Records of labeled points
•••••
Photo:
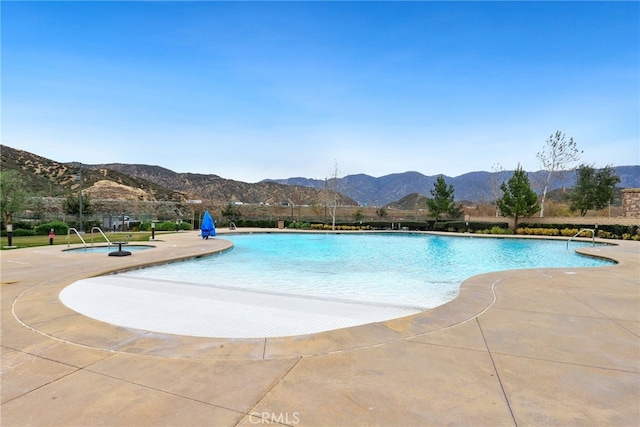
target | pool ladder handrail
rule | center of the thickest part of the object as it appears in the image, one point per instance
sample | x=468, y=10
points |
x=78, y=233
x=103, y=235
x=593, y=236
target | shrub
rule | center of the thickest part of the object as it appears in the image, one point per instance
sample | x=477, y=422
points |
x=498, y=230
x=23, y=232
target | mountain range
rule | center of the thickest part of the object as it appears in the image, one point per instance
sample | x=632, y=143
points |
x=472, y=186
x=148, y=182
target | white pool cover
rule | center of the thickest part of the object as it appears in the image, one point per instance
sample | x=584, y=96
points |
x=205, y=311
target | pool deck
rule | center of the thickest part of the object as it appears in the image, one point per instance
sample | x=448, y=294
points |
x=529, y=347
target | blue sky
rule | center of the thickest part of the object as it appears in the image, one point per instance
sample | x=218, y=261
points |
x=255, y=90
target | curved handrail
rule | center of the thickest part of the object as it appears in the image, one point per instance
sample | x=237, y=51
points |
x=78, y=233
x=103, y=235
x=593, y=236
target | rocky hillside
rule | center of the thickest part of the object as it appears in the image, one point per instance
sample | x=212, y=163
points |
x=47, y=177
x=154, y=183
x=473, y=186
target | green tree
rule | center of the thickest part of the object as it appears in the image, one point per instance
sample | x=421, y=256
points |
x=518, y=199
x=14, y=195
x=442, y=202
x=593, y=190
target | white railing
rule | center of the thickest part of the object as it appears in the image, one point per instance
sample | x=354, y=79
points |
x=103, y=235
x=593, y=236
x=78, y=233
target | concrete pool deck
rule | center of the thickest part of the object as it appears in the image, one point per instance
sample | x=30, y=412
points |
x=528, y=347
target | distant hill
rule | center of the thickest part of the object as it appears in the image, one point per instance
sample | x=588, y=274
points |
x=154, y=183
x=47, y=177
x=472, y=186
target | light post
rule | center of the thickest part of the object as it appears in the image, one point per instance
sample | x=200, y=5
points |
x=80, y=198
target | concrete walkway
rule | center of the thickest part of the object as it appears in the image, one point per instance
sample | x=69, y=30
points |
x=531, y=347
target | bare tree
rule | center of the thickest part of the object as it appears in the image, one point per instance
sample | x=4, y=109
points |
x=496, y=181
x=556, y=157
x=332, y=195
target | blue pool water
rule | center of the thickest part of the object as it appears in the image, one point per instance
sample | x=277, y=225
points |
x=411, y=270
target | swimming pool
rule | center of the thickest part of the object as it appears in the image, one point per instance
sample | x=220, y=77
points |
x=283, y=284
x=419, y=271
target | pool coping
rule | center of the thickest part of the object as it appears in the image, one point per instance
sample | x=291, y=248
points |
x=521, y=347
x=476, y=295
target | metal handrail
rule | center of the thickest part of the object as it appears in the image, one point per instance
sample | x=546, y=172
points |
x=78, y=233
x=593, y=234
x=103, y=235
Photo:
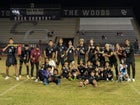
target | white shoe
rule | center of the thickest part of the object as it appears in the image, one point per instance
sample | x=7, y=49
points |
x=133, y=80
x=36, y=80
x=20, y=76
x=107, y=79
x=129, y=80
x=7, y=77
x=28, y=77
x=32, y=78
x=17, y=78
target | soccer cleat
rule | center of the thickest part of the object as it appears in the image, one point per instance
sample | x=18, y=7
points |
x=107, y=79
x=133, y=80
x=129, y=80
x=32, y=77
x=36, y=80
x=17, y=78
x=28, y=77
x=7, y=77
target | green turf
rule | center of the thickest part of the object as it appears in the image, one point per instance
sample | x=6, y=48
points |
x=27, y=92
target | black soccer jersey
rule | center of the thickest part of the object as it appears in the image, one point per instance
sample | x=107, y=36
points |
x=25, y=55
x=129, y=51
x=49, y=51
x=61, y=50
x=11, y=51
x=82, y=50
x=70, y=54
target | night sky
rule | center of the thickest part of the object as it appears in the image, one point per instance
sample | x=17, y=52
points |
x=81, y=3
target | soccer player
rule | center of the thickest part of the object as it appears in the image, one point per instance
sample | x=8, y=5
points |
x=81, y=70
x=25, y=58
x=98, y=53
x=55, y=77
x=110, y=55
x=130, y=59
x=35, y=56
x=119, y=52
x=91, y=50
x=50, y=50
x=108, y=72
x=10, y=49
x=123, y=75
x=60, y=52
x=70, y=52
x=65, y=70
x=92, y=79
x=82, y=49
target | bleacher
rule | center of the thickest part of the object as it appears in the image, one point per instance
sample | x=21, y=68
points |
x=111, y=36
x=63, y=28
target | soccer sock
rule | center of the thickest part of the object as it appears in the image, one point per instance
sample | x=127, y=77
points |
x=20, y=68
x=27, y=68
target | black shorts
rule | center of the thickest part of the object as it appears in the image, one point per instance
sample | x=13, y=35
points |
x=11, y=61
x=23, y=61
x=91, y=81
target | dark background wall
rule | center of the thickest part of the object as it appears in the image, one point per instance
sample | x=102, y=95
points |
x=82, y=3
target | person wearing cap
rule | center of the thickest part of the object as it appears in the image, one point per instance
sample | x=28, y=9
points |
x=34, y=59
x=81, y=49
x=24, y=58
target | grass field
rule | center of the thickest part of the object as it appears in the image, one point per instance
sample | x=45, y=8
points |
x=27, y=92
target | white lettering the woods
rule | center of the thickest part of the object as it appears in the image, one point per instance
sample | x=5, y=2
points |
x=95, y=12
x=86, y=12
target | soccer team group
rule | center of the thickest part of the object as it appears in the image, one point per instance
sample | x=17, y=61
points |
x=92, y=65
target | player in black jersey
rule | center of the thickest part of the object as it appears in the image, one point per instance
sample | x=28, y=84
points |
x=10, y=49
x=130, y=59
x=60, y=52
x=110, y=55
x=24, y=58
x=70, y=52
x=91, y=50
x=81, y=49
x=49, y=52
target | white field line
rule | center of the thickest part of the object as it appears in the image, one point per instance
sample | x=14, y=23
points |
x=133, y=88
x=11, y=88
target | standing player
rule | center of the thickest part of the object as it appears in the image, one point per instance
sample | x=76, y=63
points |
x=25, y=58
x=130, y=59
x=110, y=55
x=70, y=52
x=60, y=52
x=35, y=55
x=49, y=52
x=91, y=50
x=11, y=58
x=81, y=51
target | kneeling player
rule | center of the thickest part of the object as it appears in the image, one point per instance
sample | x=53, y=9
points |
x=25, y=58
x=65, y=70
x=92, y=79
x=55, y=77
x=10, y=49
x=123, y=72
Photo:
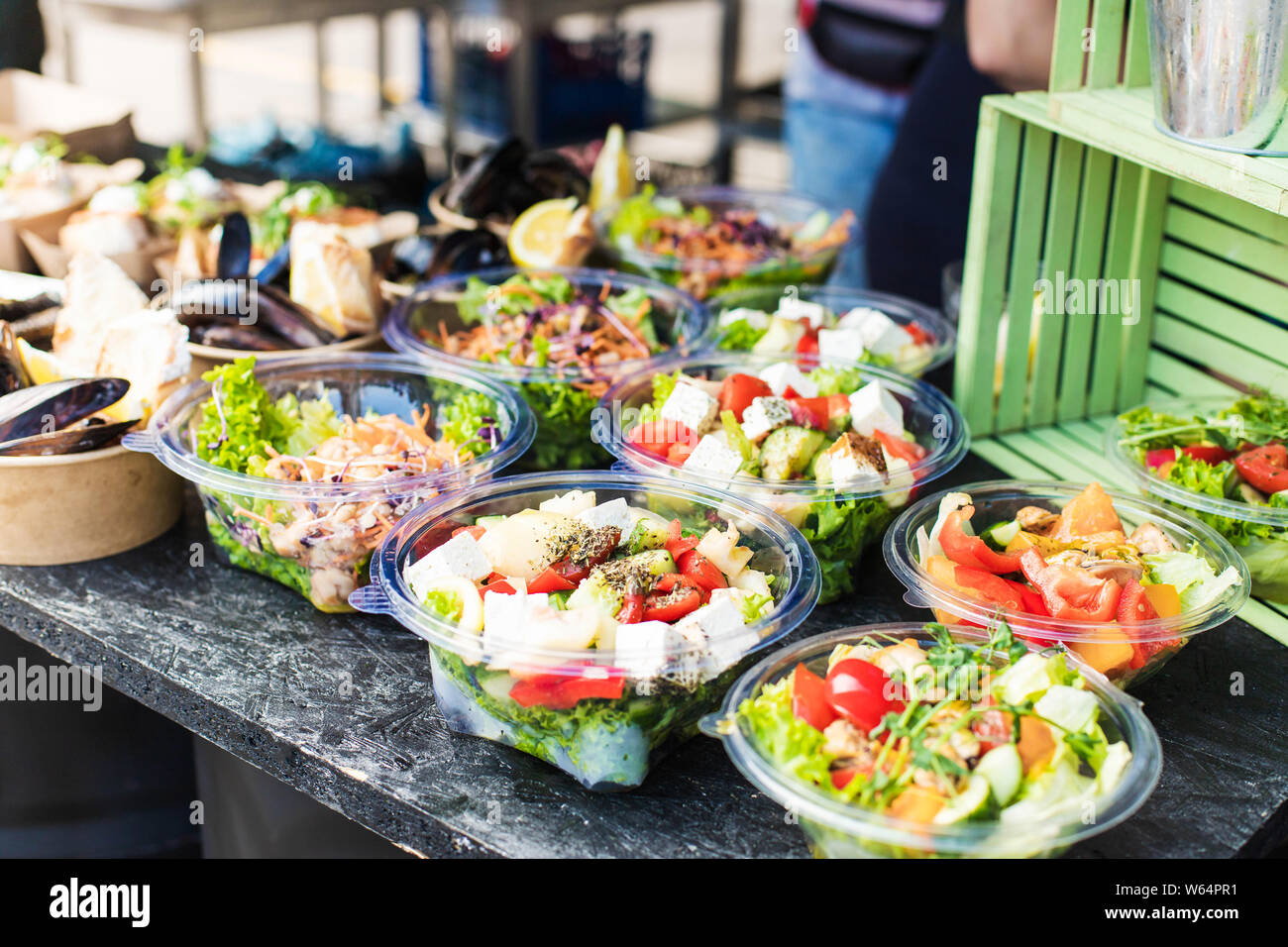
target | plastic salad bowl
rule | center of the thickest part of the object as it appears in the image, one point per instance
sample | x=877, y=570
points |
x=559, y=381
x=317, y=535
x=1258, y=531
x=838, y=519
x=1081, y=768
x=621, y=230
x=1127, y=648
x=600, y=711
x=854, y=325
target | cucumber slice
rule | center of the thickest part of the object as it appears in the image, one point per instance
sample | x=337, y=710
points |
x=1004, y=771
x=1001, y=534
x=970, y=801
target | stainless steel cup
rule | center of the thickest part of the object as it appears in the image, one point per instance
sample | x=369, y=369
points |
x=1219, y=71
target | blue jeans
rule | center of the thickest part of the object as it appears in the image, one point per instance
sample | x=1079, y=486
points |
x=837, y=150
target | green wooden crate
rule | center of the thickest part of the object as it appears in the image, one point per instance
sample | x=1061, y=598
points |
x=1176, y=256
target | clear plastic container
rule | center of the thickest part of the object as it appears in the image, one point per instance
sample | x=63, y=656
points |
x=906, y=312
x=707, y=277
x=1266, y=554
x=562, y=398
x=840, y=830
x=603, y=742
x=1098, y=643
x=838, y=523
x=326, y=567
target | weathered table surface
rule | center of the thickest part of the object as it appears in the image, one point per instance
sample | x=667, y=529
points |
x=342, y=707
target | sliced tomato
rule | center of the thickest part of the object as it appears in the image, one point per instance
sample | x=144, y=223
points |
x=809, y=698
x=861, y=692
x=631, y=609
x=550, y=579
x=1157, y=459
x=1070, y=592
x=700, y=570
x=738, y=390
x=673, y=598
x=1209, y=454
x=971, y=551
x=1265, y=468
x=898, y=447
x=1133, y=604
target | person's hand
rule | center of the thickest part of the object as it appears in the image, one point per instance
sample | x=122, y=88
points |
x=1010, y=40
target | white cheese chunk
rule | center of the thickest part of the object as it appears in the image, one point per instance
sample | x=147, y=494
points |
x=785, y=375
x=616, y=513
x=755, y=318
x=764, y=415
x=713, y=459
x=872, y=407
x=691, y=406
x=845, y=344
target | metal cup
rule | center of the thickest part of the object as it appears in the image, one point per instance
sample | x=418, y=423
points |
x=1219, y=71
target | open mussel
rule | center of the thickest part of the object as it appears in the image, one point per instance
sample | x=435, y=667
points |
x=56, y=416
x=13, y=372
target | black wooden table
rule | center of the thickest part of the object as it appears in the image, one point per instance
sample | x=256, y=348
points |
x=342, y=709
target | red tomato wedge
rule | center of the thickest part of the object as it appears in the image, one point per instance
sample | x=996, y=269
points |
x=1265, y=468
x=809, y=698
x=971, y=551
x=858, y=690
x=738, y=390
x=700, y=570
x=898, y=447
x=1070, y=592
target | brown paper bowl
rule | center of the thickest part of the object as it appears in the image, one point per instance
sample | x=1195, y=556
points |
x=84, y=506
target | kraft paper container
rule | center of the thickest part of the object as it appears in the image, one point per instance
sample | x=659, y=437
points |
x=99, y=502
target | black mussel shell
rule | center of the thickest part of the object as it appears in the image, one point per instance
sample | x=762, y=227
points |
x=55, y=405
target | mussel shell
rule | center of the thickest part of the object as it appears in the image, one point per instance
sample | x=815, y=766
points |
x=77, y=440
x=30, y=411
x=13, y=372
x=235, y=248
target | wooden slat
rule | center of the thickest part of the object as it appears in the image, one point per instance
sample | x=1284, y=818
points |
x=1249, y=290
x=1086, y=265
x=1107, y=364
x=1068, y=58
x=1144, y=264
x=1237, y=325
x=984, y=273
x=1025, y=247
x=1056, y=261
x=1107, y=25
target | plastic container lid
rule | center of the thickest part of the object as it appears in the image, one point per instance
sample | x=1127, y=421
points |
x=688, y=331
x=928, y=415
x=999, y=500
x=840, y=302
x=773, y=208
x=773, y=539
x=356, y=382
x=974, y=838
x=1175, y=492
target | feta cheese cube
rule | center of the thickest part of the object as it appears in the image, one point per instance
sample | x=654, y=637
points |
x=795, y=308
x=460, y=556
x=755, y=318
x=765, y=414
x=845, y=344
x=614, y=513
x=713, y=459
x=571, y=504
x=872, y=407
x=691, y=406
x=785, y=375
x=881, y=335
x=645, y=648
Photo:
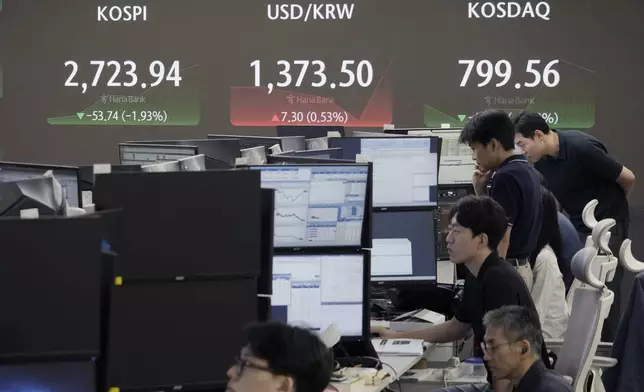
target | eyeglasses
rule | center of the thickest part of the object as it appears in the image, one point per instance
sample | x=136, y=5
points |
x=242, y=364
x=490, y=349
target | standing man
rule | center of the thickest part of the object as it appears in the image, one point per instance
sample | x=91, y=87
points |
x=513, y=183
x=578, y=169
x=478, y=224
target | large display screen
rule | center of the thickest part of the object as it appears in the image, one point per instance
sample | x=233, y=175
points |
x=69, y=66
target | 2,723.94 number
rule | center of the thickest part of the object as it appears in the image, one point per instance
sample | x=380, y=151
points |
x=157, y=73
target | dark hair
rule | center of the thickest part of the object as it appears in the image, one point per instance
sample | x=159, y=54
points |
x=292, y=351
x=526, y=123
x=488, y=125
x=550, y=233
x=481, y=214
x=518, y=323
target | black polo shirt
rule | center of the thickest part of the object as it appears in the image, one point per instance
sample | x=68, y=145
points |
x=540, y=379
x=497, y=284
x=516, y=186
x=583, y=171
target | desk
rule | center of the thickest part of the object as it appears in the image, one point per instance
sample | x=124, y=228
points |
x=396, y=366
x=400, y=365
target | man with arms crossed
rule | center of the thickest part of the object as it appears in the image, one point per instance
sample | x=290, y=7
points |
x=512, y=347
x=478, y=224
x=578, y=169
x=513, y=183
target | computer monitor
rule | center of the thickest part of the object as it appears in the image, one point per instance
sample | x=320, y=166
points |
x=149, y=154
x=177, y=336
x=315, y=291
x=326, y=153
x=50, y=288
x=404, y=246
x=405, y=169
x=68, y=176
x=218, y=153
x=290, y=160
x=31, y=194
x=286, y=143
x=195, y=163
x=87, y=174
x=48, y=377
x=162, y=167
x=317, y=205
x=456, y=162
x=308, y=131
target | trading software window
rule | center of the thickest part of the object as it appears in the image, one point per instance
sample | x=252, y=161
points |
x=316, y=291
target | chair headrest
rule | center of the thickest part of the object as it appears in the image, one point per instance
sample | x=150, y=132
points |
x=601, y=234
x=581, y=267
x=588, y=214
x=627, y=260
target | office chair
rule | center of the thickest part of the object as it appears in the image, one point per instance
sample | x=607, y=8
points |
x=626, y=376
x=588, y=217
x=577, y=359
x=604, y=263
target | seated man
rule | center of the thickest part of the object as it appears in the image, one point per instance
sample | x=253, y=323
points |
x=478, y=223
x=282, y=358
x=512, y=347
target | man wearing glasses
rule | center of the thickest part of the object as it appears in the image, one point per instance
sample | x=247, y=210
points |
x=478, y=223
x=512, y=347
x=281, y=358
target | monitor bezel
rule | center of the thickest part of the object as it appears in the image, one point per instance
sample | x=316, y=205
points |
x=53, y=168
x=365, y=240
x=402, y=208
x=193, y=148
x=366, y=286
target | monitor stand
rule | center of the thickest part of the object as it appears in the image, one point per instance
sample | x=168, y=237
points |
x=360, y=353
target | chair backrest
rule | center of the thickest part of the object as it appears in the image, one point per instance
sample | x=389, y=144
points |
x=604, y=263
x=589, y=310
x=627, y=260
x=588, y=214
•••••
- _Written task_
Write out everything from the line containing "target | white railing" down to the line containing "x=531, y=347", substituting "lamp post" for "light post" and leaving everything else unchanged.

- _Written solution_
target | white railing
rule | center of the thickest part of the object as it appears in the image, one point per instance
sample | x=354, y=79
points |
x=103, y=235
x=593, y=236
x=78, y=233
target | concrete pool deck
rule | center of the thickest part of the object as it appears in the image, one point per instance
sample | x=30, y=412
points |
x=528, y=347
target | distant hill
rule | center of the thickest part of the object as it appears in the image, one point per instance
sample | x=588, y=274
points |
x=154, y=183
x=47, y=177
x=472, y=186
target | lamp post
rule | center of the thickest part of the object as it appears in the image, one point per instance
sample | x=200, y=5
points |
x=80, y=198
target | concrete walkway
rule | center of the thickest part of the object as it appears in the image, one point per instance
sample | x=69, y=30
points |
x=531, y=347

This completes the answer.